[Coordinate labeling data]
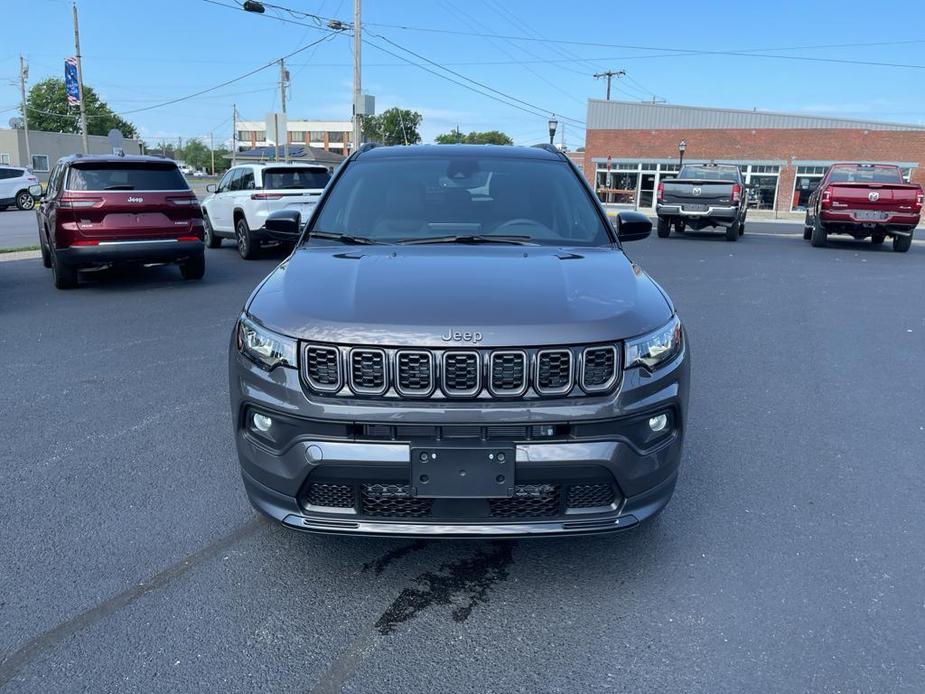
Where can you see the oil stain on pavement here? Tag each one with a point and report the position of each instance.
(463, 583)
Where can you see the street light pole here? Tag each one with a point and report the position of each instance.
(23, 74)
(80, 84)
(357, 73)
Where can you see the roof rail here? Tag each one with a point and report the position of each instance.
(551, 148)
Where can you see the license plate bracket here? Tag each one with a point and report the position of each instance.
(458, 472)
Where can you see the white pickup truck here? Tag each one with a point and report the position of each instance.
(237, 207)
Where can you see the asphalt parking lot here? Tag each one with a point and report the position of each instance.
(791, 558)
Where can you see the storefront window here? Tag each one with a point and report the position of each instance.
(805, 182)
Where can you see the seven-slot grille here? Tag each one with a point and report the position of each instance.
(368, 371)
(415, 373)
(554, 371)
(508, 373)
(462, 373)
(322, 368)
(598, 368)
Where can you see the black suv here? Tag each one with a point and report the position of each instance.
(458, 346)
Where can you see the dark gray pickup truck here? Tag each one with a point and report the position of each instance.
(703, 195)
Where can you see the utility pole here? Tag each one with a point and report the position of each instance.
(357, 85)
(609, 74)
(80, 84)
(283, 79)
(234, 132)
(23, 74)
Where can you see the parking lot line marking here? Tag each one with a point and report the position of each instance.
(45, 641)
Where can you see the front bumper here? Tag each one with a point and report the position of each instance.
(156, 251)
(350, 447)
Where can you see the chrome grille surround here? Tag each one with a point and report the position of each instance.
(368, 371)
(467, 359)
(407, 370)
(594, 353)
(553, 360)
(314, 369)
(507, 361)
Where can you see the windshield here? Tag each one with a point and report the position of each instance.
(103, 176)
(404, 199)
(708, 173)
(854, 173)
(290, 177)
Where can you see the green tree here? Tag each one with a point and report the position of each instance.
(487, 137)
(49, 110)
(396, 126)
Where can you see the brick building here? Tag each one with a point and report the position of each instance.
(630, 147)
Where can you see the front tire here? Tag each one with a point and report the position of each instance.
(65, 276)
(247, 248)
(208, 233)
(24, 200)
(901, 244)
(819, 237)
(194, 268)
(663, 228)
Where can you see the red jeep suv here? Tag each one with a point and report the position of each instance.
(105, 210)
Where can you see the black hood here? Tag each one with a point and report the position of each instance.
(509, 295)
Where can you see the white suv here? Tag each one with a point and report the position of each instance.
(18, 186)
(238, 206)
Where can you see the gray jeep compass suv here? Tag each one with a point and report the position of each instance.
(458, 346)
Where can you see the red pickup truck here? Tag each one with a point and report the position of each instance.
(864, 200)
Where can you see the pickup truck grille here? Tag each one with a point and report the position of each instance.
(529, 373)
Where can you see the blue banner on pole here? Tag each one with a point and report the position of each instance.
(71, 85)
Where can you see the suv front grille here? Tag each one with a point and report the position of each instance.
(461, 373)
(322, 368)
(554, 371)
(483, 373)
(508, 373)
(598, 368)
(368, 371)
(415, 373)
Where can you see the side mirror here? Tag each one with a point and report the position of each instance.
(284, 225)
(632, 226)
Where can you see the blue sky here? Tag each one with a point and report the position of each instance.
(139, 54)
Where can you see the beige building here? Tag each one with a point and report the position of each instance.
(47, 148)
(330, 135)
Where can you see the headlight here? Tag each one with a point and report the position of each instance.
(264, 347)
(657, 348)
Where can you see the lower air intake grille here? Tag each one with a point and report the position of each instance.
(508, 373)
(415, 373)
(392, 501)
(590, 495)
(598, 368)
(461, 373)
(330, 495)
(554, 371)
(529, 501)
(368, 371)
(322, 368)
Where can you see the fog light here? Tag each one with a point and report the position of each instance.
(262, 422)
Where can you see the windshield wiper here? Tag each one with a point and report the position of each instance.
(473, 239)
(343, 238)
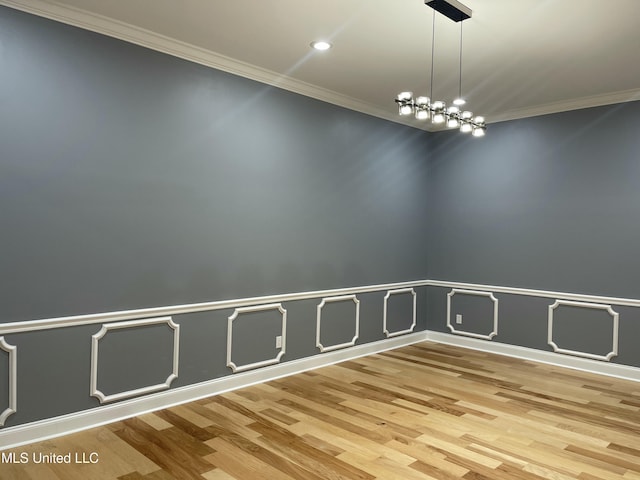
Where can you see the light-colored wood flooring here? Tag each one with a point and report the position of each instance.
(426, 411)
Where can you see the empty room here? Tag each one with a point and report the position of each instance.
(292, 239)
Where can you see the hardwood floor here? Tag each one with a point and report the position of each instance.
(426, 411)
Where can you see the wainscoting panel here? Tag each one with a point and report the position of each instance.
(333, 309)
(569, 319)
(399, 316)
(474, 312)
(142, 355)
(256, 329)
(12, 388)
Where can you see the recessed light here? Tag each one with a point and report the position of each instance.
(321, 45)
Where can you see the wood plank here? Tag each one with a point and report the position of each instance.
(427, 411)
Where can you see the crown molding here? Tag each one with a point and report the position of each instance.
(154, 41)
(568, 105)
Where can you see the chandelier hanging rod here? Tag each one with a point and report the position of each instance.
(423, 107)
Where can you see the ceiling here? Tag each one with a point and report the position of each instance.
(520, 57)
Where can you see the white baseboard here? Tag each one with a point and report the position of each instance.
(624, 372)
(54, 427)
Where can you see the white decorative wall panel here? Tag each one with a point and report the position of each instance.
(259, 308)
(95, 344)
(12, 389)
(489, 295)
(319, 320)
(596, 306)
(399, 291)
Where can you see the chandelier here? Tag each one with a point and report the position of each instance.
(425, 108)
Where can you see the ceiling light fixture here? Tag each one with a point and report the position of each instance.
(321, 45)
(424, 108)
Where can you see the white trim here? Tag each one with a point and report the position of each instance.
(611, 98)
(597, 367)
(258, 308)
(160, 43)
(530, 292)
(12, 389)
(319, 319)
(493, 333)
(385, 330)
(95, 339)
(12, 437)
(154, 41)
(62, 322)
(595, 306)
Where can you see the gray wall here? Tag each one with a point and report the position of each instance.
(132, 179)
(548, 203)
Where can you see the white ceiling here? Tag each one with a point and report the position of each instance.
(520, 57)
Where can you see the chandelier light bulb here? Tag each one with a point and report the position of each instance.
(466, 127)
(406, 109)
(321, 45)
(479, 131)
(422, 114)
(423, 107)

**Instructions for the task:**
Leave out every picture and copy the rest of the records exactly.

**Result for this exercise:**
Where can you see the oil stain on pavement here? Tag each one with a point and report the position of each instance.
(463, 583)
Where can you see the street light pole here? Tag each one with a point and report the position of each instance.
(23, 74)
(80, 84)
(357, 73)
Where can you see the roof rail here? Tag each one with a point and report the position of each instance.
(551, 148)
Where can you see the license plate bracket here? Tag each one with a point and report the position of each instance.
(458, 472)
Where can you see the white pickup truck here? Tag each one with a point and report the position of each instance.
(237, 207)
Where can you see the asphalt parking lot here? Tag each one with a point and report the position of each instance.
(791, 558)
Where can you see the storefront window here? Tag each one with a point and report the position of each instance.
(805, 182)
Where can you see the seven-slot grille here? Tag each one with a point and report the position of each instance.
(368, 371)
(415, 373)
(554, 371)
(508, 373)
(462, 373)
(322, 368)
(598, 368)
Where can you see the black suv here? Tag each one with a point and report the position of each instance.
(458, 346)
Where can you see the dark gray pickup truck here? Tag each one with a point and report the position of each instance.
(703, 195)
Where can you see the utility pole here? Tag each one with a point and report the position of each instance.
(357, 85)
(609, 74)
(80, 84)
(283, 79)
(234, 132)
(23, 74)
Where can you see the parking lot line marking here? Tag each one with a point and report the position of each instance.
(45, 641)
Where can you see the front bumper here? Tag each one with a point and report the position of each instance.
(156, 251)
(350, 447)
Where can you see the chrome grille surround here? Tag each one with a point and report the position of each instance.
(368, 371)
(467, 359)
(407, 370)
(594, 353)
(553, 360)
(314, 369)
(507, 361)
Where can you see the windshield here? Tag each one with a point and report the position of each instance.
(103, 176)
(404, 199)
(708, 173)
(854, 173)
(290, 177)
Where can you see the green tree here? Tag each one with a point and report the position of each instance.
(487, 137)
(49, 110)
(396, 126)
Where can you see the brick building here? Tag each one with a point and report the position of each instance.
(630, 147)
Where can you see the front tire here? Tag each one with a point and report the position of each instance.
(65, 276)
(247, 248)
(208, 233)
(24, 200)
(901, 244)
(819, 237)
(194, 268)
(663, 228)
Where can you see the red jeep suv here? Tag each one with a point and report the position of each instance.
(105, 210)
Where can you see the black hood here? Tag each one with a point and report the position of each instance.
(509, 295)
Where can you see the white suv here? Tag each one with a point and report the position of each instance.
(18, 186)
(238, 206)
Where can you see the gray jeep compass suv here? Tag each one with a point and report the position of each instance.
(458, 346)
Where can you see the red pickup truck here? Tag each one with a point and report the position of each instance.
(864, 200)
Where can you see the pickup truck grille here? Tag each one with a point and report the position of each instance.
(529, 373)
Where can you see the blue banner on pole here? Tag each one with a point and report the position of each instance.
(71, 85)
Where can you see the suv front grille here? Tag each one with a point and report the position of each instance.
(461, 373)
(322, 368)
(554, 371)
(483, 373)
(508, 373)
(598, 368)
(368, 371)
(415, 373)
Where can you see the side mirror here? Tag each one with a point and report the position of each instance.
(284, 225)
(632, 226)
Where can you see the blue sky here? Tag each one with a point and report the position of each instance.
(139, 54)
Where can you see the beige building here? Tag each one with a point and report the position of each instance.
(47, 148)
(330, 135)
Where can you see the headlight here? Tag each one with a point and report the position of each instance.
(264, 347)
(657, 348)
Where can you see the lower air intake grille here? Tag each one with a point and report the position of each instance.
(508, 373)
(415, 373)
(392, 501)
(590, 495)
(598, 368)
(461, 373)
(330, 495)
(554, 371)
(529, 501)
(368, 371)
(322, 368)
Where can you see the fog light here? Tag each one with a point and report the position of each instance.
(262, 422)
Where can you see the windshield wiper here? Tag each one with a point and report the position of each instance.
(473, 239)
(343, 238)
Where can you see the light-colored wood flooring here? Tag each one with a point and report the position of each instance.
(426, 411)
Where can you see the empty room here? Tag each one with a point and report the position of each instance.
(292, 239)
Where can you see the hardwood floor here? Tag each one with a point and report the position of each instance.
(426, 411)
Where can you see the wainscoting panel here? Tag each one with a point and report the position of each instance.
(333, 309)
(569, 319)
(399, 316)
(474, 312)
(142, 355)
(256, 329)
(12, 388)
Where can you see the recessed light here? Tag each one with a point and report the position of each instance.
(321, 45)
Where can you see the wood plank here? Tag each one with a point and report the position of each instance.
(427, 411)
Where can you see the crown molding here? Tag each one with a point and report the position of each instance.
(154, 41)
(568, 105)
Where can you see the chandelier hanging rod here? Tag each one with a point and report the position of each instance.
(423, 107)
Where can you see the ceiling here? Tag each one with a point and report the position of each instance.
(520, 57)
Where can you see the white baseboard here? Tag each one with a point and report the position of each instance.
(624, 372)
(54, 427)
Where can you see the white decorative wall panel here? Tag each one with a point and report the position of each instance.
(259, 308)
(95, 344)
(12, 389)
(489, 295)
(319, 320)
(596, 306)
(399, 291)
Where can you see the chandelier here? Tag each one with a point and report the position of each instance.
(425, 108)
Where can you see the ceiling light fixture here? Tag each one with a point and report the position of each instance.
(321, 45)
(424, 108)
Where can you see the white trim here? Tag each one with a point and report the position of each instance.
(611, 98)
(597, 367)
(258, 308)
(160, 43)
(530, 292)
(12, 389)
(319, 319)
(493, 333)
(385, 330)
(95, 339)
(12, 437)
(154, 41)
(62, 322)
(595, 306)
Where can you see the gray wall here? Tag each one with a point and report the position of each instance.
(132, 179)
(548, 203)
Where can you see the white ceiling here? Tag each one with a point and report the position of each instance.
(520, 57)
Where can you see the chandelier light bulb here? Tag each one with a point and report the position of each instance.
(466, 127)
(406, 109)
(321, 45)
(479, 131)
(422, 114)
(423, 107)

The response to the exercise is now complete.